━━━ RECORDS FOR THE EXERCISE

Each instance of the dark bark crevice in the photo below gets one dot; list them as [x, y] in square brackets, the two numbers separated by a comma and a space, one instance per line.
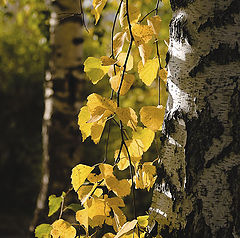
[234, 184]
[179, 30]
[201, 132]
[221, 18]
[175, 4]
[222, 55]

━━━━━━

** WHAT THE TASK REQUIRES **
Exact repetition of the material above is required, with the images removed.

** SOLUTION TO THIS TASK **
Each instance of the dark bark crevice in the photo below gets one dot; list them as [x, y] in square brackets, the two numbers separated by a comma and a space, one instance per line.
[234, 184]
[179, 30]
[201, 132]
[221, 18]
[175, 4]
[222, 55]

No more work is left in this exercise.